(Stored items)
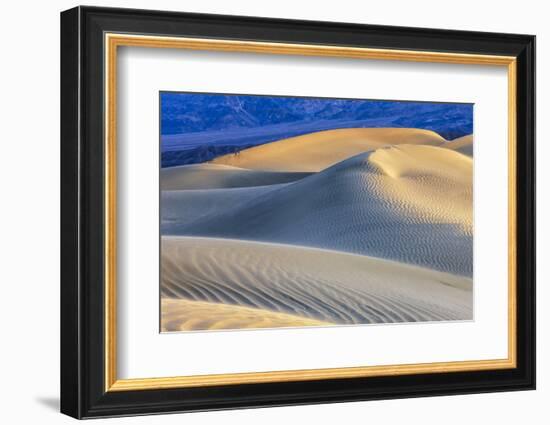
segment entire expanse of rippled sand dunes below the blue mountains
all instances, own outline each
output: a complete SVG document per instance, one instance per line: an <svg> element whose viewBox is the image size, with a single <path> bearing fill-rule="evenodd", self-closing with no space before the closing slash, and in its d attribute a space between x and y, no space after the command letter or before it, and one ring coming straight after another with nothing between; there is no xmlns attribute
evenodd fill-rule
<svg viewBox="0 0 550 425"><path fill-rule="evenodd" d="M471 319L468 143L331 130L163 170L163 329Z"/></svg>

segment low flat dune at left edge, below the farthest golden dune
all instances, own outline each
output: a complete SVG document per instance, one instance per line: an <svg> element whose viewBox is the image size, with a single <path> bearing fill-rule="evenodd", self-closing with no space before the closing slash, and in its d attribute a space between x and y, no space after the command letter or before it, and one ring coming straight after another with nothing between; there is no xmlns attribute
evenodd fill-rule
<svg viewBox="0 0 550 425"><path fill-rule="evenodd" d="M192 164L161 170L161 190L214 189L287 183L311 173L246 170L223 164Z"/></svg>

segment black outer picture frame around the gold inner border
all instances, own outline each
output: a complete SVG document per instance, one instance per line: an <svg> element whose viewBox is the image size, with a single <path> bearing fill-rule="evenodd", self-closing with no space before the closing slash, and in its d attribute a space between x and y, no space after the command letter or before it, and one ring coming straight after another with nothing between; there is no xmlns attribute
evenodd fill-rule
<svg viewBox="0 0 550 425"><path fill-rule="evenodd" d="M105 391L104 33L517 58L517 367ZM61 13L61 412L93 418L535 388L535 37L76 7ZM504 213L504 212L503 212Z"/></svg>

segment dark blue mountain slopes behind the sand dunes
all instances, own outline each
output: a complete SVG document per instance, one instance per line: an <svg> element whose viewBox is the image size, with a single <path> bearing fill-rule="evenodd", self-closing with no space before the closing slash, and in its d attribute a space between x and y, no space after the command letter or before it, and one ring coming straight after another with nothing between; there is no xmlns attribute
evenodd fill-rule
<svg viewBox="0 0 550 425"><path fill-rule="evenodd" d="M447 140L473 132L473 105L163 92L162 166L209 161L313 131L415 127Z"/></svg>

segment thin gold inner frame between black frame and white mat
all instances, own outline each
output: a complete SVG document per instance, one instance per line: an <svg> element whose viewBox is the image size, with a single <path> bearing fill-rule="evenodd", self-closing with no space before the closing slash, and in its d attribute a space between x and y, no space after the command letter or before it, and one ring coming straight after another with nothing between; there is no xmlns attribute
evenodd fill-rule
<svg viewBox="0 0 550 425"><path fill-rule="evenodd" d="M134 391L267 382L411 375L510 369L516 367L516 58L461 53L370 49L328 45L267 43L106 33L105 46L105 391ZM116 324L116 117L117 48L119 46L249 52L281 55L329 56L468 65L504 66L508 70L508 357L384 366L285 370L118 379Z"/></svg>

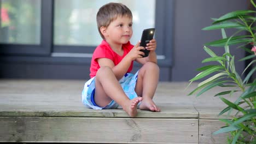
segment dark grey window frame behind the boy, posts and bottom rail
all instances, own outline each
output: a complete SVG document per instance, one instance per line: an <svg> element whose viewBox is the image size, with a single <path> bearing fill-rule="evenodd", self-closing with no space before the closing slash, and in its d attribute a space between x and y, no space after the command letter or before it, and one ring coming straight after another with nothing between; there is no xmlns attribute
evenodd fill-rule
<svg viewBox="0 0 256 144"><path fill-rule="evenodd" d="M40 45L0 44L1 61L32 63L90 64L96 46L53 45L54 0L41 1ZM158 43L158 64L172 65L174 1L156 1L155 38ZM171 10L170 10L171 9ZM61 54L73 55L61 55ZM83 53L85 55L75 55ZM87 55L86 55L87 54Z"/></svg>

#### PROMPT:
Copy every record above exactly, leaving out the pictures.

#### TASK ANSWER:
segment entire expanse of rippled sand dunes below the blue mountains
all instances, own outline each
output: a complete SVG document per instance, one instance per line: an <svg> element whose viewBox is the image size, with a single <path> bearing fill-rule="evenodd", self-closing with no space before the closing slash, and in its d attribute a space between x and y, no space after the command letter or before it, and one ring coming straight after another with nothing between; there is no xmlns attribute
evenodd fill-rule
<svg viewBox="0 0 550 425"><path fill-rule="evenodd" d="M471 319L468 143L331 130L163 170L163 329Z"/></svg>

segment low flat dune at left edge, below the farthest golden dune
all instances, own outline each
output: a complete SVG document per instance, one instance per line: an <svg> element whose viewBox is the image size, with a single <path> bearing fill-rule="evenodd", self-closing with no space before the closing slash, and in its d attribute a space between x and y, no space after the command letter or before it, and one ring coming straight after another with nothing between; there is no xmlns attribute
evenodd fill-rule
<svg viewBox="0 0 550 425"><path fill-rule="evenodd" d="M192 164L161 170L161 190L214 189L287 183L311 173L246 170L223 164Z"/></svg>

segment black outer picture frame around the gold inner border
all instances, own outline each
output: a complete SVG document per instance, one instance per line: an <svg> element whose viewBox is the image size, with a single <path> bearing fill-rule="evenodd", self-closing with no space before the closing slash, and in its d attribute a space between x and y, no space after the command letter or before it, and one ring coming straight after another with nothing between; there is no xmlns attribute
evenodd fill-rule
<svg viewBox="0 0 550 425"><path fill-rule="evenodd" d="M105 391L104 33L517 58L517 367ZM61 13L61 412L93 418L535 388L535 37L76 7ZM504 213L504 212L503 212Z"/></svg>

segment dark blue mountain slopes behind the sand dunes
all instances, own outline each
output: a complete SVG document per instance, one instance per line: an <svg> element whose viewBox is the image size, with a single <path> bearing fill-rule="evenodd", self-closing with no space before the closing slash, and in its d attribute a space between x and y, no space after the command letter or before it, and one ring coming straight after another with nothing between; there is no xmlns attribute
evenodd fill-rule
<svg viewBox="0 0 550 425"><path fill-rule="evenodd" d="M447 140L473 132L473 105L163 92L162 166L209 161L313 131L415 127Z"/></svg>

segment thin gold inner frame between black frame and white mat
all instances, own outline each
output: a complete SVG document per instance, one instance per line: an <svg> element whose viewBox is the image size, with a single <path> bearing fill-rule="evenodd", self-closing with no space before the closing slash, and in its d attribute a space between x and y, no space after the command letter or before it, and one ring coming straight after another with nothing between; there is no xmlns attribute
evenodd fill-rule
<svg viewBox="0 0 550 425"><path fill-rule="evenodd" d="M134 391L267 382L411 375L510 369L516 367L516 58L461 53L370 49L328 45L267 43L106 33L105 46L105 391ZM116 324L116 117L117 48L119 46L249 52L281 55L329 56L468 65L504 66L508 70L508 357L384 366L285 370L118 379Z"/></svg>

segment dark grey window frame behind the boy, posts and bottom rail
all instances, own outline each
output: a complete SVG document per instance, one instance per line: an <svg> element whose viewBox is the image size, with a single <path> bearing fill-rule="evenodd", self-closing with no space before the closing slash, and in its d attribute a space between x and y, no space after the command letter or before it, and one ring coming straight after another with nothing between; there is no xmlns attribute
evenodd fill-rule
<svg viewBox="0 0 256 144"><path fill-rule="evenodd" d="M40 45L0 44L1 61L32 63L90 64L96 46L53 45L54 0L41 1ZM158 43L158 64L172 65L174 1L156 1L155 38ZM171 10L170 10L171 9ZM61 54L73 55L61 55ZM83 53L85 55L75 55ZM87 55L86 55L87 54Z"/></svg>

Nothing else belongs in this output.